(Items from a data source)
•••••

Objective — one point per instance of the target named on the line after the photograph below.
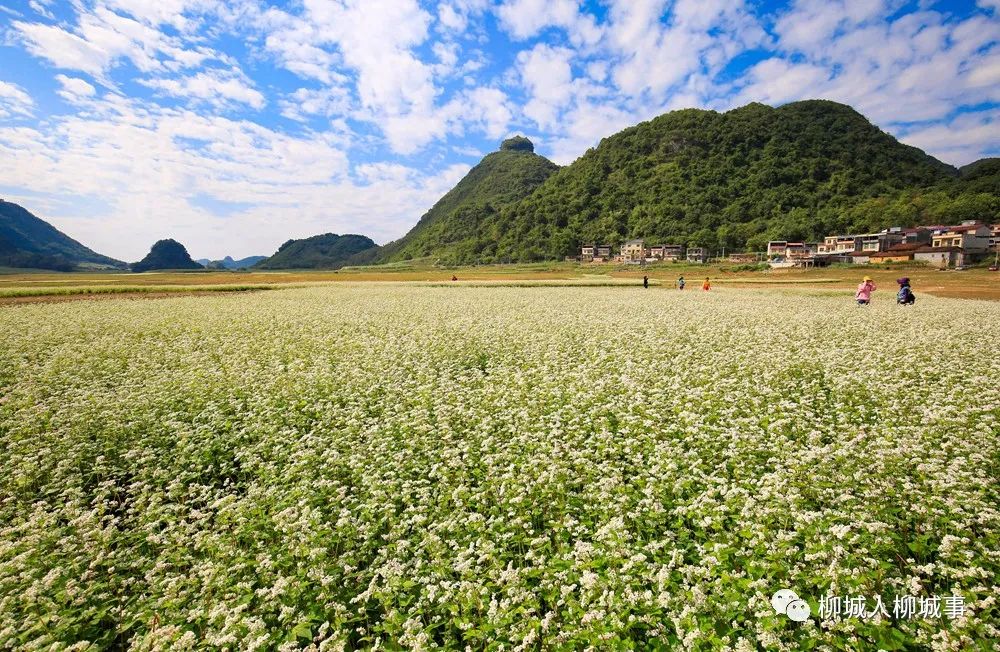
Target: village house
(696, 255)
(995, 238)
(956, 246)
(667, 252)
(899, 253)
(634, 251)
(595, 253)
(839, 244)
(777, 248)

•••••

WHAT IS EXPECTED —
Duplicate the lines above word for word, omitting the picture.

TASK OUTPUT —
Objective — one point per instance of the target named on the line after the photograph below.
Target: village house
(696, 255)
(995, 238)
(956, 246)
(667, 252)
(899, 253)
(634, 251)
(595, 253)
(839, 244)
(777, 248)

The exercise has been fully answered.